**Tarefas a realizar**
a) No excerto sobre Cyd Charisse e Richard Widmark, com que idade morreu Richard Widmark?
b) No excerto sobre Cyd Charisse e Richard Widmark, reescreva o trecho que começa em "Começou nos filmes" e termina em "nos Estados Unidos.", trocando "psicopatas" por "vilões".
c) Prolongue o excerto sobre Cyd Charisse e Richard Widmark a partir da sua última frase.

**Excerto da página**

Querida Cyd Charisse, dizem-me que já não estás entre nós. Não voltaremos a ver-te cá por Lisboa na inauguração de um qualquer ciclo da Cinemateca. Partiste, aos 86 anos (como era possível teres 86 anos, logo tu, uma mulher sem idade?), bailas agoras nas nuvens, diáfana como nunca, tu que eras carne mas também espírito, sempre em estado de graça, tu que parecias tocada pelo sopro dos deuses, terrena como poucas, irreal como mais nenhuma.
Sem ti, não voltaremos a cantar à chuva. Nem a dançar no escuro procurando imitar aquela cena lapidar de A Roda da Fortuna (Vincente Minnelli, 1953) em que arrebatas Astaire e cada um de nós, incautos espectadores.
Não houve dança mais bela na história do cinema.
Quem a viu, nunca a esquecerá. Nunca te esquecerá.
Quem a viu, jamais a verá da mesma maneira agora que trocaste o solo pelas nuvens e bailas para a eternidade que te acolheu.
Sydney Pollack (1934-2008):
regresso aos clássicos
A morte de Richard Widmark - um dos últimos actores da época áurea de Hollywood - mereceu hoje grande foto a duas colunas ao alto na capa do Le Monde. Widmark, que desapareceu com 93 anos, foi talvez o melhor dos piores: nunca vi ninguém desempenhar tão bem o papel de mau. Rodou com Ford, Kazan, Mankiewicz, Fuller, Sturges, Preminger. Terá o seu nome associado para sempre a filmes como Pânico nas Ruas, No Way Out e Terra Bruta - neste último, um excelente western, trava com James Stewart um dos mais inesquecíveis diálogos da história do cinema.
Começou nos filmes em 1947 com Kiss of Death, de Henry Hathaway, mas esteve a um passo de ser rejeitado: parecia demasiado "culto" e demasiado certinho. Quem diria que estava ali um dos maiores psicopatas da ficção negra, capaz de encarnar no grande ecrã o mais brutal dos criminosos? Mesmo quando surgia do lado do Bem, havia sempre algo de inquietante na forma como compunha as personagens. Foi assim, por exemplo, em Mãos Perigosas (1953), de Fuller - um thriller que se tornou emblema da guerra fria e da paranóia anticomunista nos Estados Unidos.

**Dados para análise**
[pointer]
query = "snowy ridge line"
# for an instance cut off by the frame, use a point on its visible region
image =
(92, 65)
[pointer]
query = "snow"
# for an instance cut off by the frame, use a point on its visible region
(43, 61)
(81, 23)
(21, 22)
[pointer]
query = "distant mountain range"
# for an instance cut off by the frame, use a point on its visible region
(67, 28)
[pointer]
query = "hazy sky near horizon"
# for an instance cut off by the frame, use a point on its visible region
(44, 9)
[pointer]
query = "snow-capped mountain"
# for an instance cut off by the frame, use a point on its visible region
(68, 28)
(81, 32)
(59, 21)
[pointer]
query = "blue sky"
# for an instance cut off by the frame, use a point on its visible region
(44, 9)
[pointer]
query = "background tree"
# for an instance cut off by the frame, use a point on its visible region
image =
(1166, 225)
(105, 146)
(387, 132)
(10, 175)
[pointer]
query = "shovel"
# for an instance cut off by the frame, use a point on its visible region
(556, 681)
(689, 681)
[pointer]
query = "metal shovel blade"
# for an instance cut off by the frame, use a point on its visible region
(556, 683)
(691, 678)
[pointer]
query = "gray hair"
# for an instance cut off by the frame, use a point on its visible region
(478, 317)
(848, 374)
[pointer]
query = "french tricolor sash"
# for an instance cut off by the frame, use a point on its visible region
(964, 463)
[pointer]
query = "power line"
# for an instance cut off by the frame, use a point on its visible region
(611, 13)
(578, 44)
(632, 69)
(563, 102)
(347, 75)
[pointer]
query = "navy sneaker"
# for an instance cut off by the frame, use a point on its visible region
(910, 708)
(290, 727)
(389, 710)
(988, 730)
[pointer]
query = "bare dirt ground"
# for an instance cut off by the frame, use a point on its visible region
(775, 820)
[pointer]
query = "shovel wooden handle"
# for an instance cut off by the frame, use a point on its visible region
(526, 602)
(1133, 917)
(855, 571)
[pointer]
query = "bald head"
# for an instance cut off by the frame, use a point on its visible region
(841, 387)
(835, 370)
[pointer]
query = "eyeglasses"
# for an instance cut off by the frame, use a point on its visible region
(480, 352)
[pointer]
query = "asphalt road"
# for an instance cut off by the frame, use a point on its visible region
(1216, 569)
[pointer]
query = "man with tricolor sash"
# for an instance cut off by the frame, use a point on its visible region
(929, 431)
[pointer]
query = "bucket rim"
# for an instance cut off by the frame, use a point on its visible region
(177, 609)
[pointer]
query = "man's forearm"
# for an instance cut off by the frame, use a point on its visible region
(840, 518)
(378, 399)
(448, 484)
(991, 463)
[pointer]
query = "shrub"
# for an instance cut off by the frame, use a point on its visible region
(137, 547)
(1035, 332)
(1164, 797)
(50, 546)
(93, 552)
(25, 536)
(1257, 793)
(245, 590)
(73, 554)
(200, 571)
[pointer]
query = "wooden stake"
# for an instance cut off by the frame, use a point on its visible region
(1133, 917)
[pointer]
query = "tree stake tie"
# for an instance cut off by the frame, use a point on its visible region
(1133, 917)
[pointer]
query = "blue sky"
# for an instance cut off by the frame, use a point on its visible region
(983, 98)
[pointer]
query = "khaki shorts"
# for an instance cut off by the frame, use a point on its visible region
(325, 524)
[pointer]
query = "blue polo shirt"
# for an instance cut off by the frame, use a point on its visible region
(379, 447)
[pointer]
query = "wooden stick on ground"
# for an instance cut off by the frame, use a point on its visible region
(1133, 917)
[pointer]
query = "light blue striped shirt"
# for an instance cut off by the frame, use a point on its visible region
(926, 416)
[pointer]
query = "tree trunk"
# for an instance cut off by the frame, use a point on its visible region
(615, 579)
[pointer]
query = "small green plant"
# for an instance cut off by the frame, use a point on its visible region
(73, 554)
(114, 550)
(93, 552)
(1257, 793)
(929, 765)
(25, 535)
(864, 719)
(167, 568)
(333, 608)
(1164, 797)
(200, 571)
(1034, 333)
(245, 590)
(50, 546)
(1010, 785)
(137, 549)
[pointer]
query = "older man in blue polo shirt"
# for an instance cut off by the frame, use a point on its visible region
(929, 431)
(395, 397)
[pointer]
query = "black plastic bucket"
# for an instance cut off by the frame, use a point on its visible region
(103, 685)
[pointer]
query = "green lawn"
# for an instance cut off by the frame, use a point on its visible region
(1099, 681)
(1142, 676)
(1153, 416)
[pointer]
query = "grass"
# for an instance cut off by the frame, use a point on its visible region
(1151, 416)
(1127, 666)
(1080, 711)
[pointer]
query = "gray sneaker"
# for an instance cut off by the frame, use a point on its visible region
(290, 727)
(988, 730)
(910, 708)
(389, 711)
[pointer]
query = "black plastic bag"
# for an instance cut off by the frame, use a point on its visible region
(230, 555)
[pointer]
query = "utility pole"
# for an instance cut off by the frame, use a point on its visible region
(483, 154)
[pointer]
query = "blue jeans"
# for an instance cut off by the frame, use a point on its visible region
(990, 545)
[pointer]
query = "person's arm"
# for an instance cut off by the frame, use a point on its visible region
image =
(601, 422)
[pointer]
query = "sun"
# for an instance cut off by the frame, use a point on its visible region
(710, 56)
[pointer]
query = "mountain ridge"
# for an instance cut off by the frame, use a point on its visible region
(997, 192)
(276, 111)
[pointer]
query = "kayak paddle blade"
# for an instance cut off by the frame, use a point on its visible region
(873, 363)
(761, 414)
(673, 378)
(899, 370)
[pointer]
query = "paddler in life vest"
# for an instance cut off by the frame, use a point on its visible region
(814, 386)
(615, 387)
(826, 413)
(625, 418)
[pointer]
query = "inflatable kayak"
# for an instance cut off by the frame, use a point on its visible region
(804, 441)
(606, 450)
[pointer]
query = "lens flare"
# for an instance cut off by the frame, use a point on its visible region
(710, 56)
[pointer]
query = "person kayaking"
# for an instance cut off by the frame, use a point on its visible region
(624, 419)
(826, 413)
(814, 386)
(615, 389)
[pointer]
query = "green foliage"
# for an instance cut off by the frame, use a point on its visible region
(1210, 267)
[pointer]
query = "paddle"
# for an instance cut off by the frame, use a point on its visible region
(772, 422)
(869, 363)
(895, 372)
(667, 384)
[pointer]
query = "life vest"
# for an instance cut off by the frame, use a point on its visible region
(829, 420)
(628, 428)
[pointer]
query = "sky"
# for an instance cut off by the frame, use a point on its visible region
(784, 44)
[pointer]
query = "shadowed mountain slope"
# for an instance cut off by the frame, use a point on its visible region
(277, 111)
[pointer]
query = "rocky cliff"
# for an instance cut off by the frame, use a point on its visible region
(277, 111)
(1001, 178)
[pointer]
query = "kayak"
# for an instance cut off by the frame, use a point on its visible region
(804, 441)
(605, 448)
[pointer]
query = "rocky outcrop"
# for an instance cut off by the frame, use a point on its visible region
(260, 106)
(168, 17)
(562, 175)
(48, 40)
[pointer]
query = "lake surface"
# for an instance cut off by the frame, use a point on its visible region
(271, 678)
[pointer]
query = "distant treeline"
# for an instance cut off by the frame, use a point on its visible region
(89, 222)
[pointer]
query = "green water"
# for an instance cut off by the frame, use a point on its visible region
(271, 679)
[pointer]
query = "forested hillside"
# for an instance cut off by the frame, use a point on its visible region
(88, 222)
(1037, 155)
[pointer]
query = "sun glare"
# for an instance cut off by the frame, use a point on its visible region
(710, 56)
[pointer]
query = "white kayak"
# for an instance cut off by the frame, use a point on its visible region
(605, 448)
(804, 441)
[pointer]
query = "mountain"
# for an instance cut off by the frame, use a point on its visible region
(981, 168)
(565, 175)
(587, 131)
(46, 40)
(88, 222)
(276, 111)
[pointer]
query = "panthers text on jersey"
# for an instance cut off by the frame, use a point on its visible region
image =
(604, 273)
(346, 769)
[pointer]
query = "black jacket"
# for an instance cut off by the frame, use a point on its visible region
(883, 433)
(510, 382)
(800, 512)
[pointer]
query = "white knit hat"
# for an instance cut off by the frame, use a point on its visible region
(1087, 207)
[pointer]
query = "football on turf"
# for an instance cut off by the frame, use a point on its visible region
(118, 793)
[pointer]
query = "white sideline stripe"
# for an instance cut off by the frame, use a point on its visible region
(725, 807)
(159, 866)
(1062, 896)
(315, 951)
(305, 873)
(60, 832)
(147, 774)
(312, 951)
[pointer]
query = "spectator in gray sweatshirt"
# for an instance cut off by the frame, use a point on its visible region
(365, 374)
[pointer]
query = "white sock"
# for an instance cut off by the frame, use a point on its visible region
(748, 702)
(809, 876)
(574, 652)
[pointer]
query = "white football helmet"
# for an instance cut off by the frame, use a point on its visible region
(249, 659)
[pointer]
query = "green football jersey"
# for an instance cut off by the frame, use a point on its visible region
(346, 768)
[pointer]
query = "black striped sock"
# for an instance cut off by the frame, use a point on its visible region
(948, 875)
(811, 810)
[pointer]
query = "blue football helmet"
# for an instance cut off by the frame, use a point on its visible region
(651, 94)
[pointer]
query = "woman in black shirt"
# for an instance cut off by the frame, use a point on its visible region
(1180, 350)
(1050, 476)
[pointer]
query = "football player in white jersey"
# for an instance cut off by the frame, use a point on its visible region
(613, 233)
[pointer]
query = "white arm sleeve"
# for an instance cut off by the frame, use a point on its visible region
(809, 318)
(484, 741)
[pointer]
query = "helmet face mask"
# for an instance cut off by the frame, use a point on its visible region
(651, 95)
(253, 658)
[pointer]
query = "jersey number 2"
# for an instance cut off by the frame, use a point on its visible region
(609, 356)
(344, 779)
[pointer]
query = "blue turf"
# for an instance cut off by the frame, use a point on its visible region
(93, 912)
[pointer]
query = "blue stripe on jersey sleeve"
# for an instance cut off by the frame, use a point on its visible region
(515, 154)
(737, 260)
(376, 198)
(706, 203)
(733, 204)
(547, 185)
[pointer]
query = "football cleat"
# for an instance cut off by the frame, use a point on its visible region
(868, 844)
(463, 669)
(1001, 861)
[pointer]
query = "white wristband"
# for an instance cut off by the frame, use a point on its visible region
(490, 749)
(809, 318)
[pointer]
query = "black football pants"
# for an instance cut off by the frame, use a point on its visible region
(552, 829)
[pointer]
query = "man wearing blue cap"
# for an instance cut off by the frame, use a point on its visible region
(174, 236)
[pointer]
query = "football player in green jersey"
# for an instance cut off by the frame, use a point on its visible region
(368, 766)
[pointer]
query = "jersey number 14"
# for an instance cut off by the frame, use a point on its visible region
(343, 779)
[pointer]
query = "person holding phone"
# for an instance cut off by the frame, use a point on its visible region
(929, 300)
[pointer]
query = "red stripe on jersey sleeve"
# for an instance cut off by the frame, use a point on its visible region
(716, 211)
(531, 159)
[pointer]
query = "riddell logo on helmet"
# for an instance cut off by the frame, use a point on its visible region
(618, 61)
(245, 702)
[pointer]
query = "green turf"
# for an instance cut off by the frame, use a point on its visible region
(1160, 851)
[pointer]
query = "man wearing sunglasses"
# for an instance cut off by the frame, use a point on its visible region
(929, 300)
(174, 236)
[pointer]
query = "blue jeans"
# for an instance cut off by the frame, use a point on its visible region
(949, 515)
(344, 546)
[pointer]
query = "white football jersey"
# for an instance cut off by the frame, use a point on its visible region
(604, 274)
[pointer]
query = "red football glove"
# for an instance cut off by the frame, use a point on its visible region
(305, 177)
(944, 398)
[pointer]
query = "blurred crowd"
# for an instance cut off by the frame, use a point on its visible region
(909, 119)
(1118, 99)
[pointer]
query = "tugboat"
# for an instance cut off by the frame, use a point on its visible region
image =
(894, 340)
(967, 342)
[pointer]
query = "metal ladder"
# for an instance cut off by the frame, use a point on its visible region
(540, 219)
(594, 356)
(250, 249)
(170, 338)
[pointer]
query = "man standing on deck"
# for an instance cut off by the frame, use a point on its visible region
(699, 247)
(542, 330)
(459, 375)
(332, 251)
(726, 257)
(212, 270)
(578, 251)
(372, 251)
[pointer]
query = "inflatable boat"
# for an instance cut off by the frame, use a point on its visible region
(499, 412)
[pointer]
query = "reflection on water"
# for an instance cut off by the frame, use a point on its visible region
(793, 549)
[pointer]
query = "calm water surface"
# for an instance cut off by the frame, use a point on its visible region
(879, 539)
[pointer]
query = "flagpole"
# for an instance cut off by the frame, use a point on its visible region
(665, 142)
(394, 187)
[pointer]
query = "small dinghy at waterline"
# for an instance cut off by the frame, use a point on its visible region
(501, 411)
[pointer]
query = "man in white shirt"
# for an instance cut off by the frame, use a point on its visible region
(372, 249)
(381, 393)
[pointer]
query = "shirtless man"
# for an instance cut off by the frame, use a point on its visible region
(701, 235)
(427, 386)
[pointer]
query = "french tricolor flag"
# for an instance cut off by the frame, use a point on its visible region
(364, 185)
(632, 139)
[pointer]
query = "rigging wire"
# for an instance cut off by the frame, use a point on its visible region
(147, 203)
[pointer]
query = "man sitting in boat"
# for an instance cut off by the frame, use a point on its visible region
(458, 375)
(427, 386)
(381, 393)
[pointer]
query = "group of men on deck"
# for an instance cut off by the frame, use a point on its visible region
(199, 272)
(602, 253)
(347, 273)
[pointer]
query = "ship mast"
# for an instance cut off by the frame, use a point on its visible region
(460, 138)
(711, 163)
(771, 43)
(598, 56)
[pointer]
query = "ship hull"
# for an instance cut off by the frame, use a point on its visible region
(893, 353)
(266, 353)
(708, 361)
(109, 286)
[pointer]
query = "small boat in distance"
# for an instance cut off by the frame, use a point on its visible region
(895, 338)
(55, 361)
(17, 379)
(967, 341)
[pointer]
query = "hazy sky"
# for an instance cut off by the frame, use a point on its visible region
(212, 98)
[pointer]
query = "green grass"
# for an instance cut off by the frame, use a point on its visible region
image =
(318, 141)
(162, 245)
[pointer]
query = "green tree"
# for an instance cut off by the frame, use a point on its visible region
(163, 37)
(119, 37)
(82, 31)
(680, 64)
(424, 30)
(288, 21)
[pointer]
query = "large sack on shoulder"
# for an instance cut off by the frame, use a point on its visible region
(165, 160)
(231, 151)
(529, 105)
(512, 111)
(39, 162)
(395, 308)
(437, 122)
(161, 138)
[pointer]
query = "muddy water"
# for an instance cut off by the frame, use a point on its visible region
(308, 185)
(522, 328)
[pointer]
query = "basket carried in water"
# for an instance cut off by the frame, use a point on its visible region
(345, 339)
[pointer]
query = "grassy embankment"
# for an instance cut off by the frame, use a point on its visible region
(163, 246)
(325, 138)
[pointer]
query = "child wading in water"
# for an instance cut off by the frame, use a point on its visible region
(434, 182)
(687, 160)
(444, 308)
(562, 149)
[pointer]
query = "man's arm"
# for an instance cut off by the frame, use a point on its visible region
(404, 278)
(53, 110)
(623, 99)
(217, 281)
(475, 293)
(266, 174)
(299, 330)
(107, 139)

**Respostas por tarefa**
a) Com 93 anos.

b)
Começou nos filmes em 1947 com Kiss of Death, de Henry Hathaway, mas esteve a um passo de ser rejeitado: parecia demasiado "culto" e demasiado certinho. Quem diria que estava ali um dos maiores vilões da ficção negra, capaz de encarnar no grande ecrã o mais brutal dos criminosos? Mesmo quando surgia do lado do Bem, havia sempre algo de inquietante na forma como compunha as personagens. Foi assim, por exemplo, em Mãos Perigosas (1953), de Fuller - um thriller que se tornou emblema da guerra fria e da paranóia anticomunista nos Estados Unidos.

c)
Guardo dele as melhores memórias, mesmo nos piores papéis: Widmark tinha instinto de representação, tinha fibra, tinha garra, tinha classe - nenhum dos seus desempenhos foi alguma vez manchado pela banalidade. Por isso os cinéfilos o lembram com saudade crescente em interpretações tão diferentes como a de Jim Bowie no subvalorizado Álamo (John Wayne, 1960), a do procurador americano em Julgamento em Nuremberga (Stanley Kramer, 1961) ou a do oficial que protege os cheyennes nesse fabuloso western crepuscular de Ford intitulado O Último Combate (1964). No Way Out (Joseph L. Mankiewicz, 1950) mereceu um belíssimo poema de Ruy Belo, que várias vezes trouxe o cinema para a sua obra: "Sei hoje que sou pequeno / e não é esse o meu menor mal / mas faço meus os problemas / da gente de beaver canal."
Quando em 1995 a Cinemateca Francesa lhe prestou uma merecida homenagem, com uma retrospectiva dos seus filmes, Widmark era já uma lenda viva da Sétima Arte. Mas numa entrevista concedida ao Le Monde não escondia a sua profunda decepção pela rota dominante nos filmes surgidos desde que se retirara dos ecrãs, quatro anos antes. "A imbecilidade tornou-se um valor positivo. Por isso Forrest Gump, um elogio da estupidez, é um triunfo", observou então, com o desencanto característico de quem já vira tudo e já não se deixava comover com quase nada.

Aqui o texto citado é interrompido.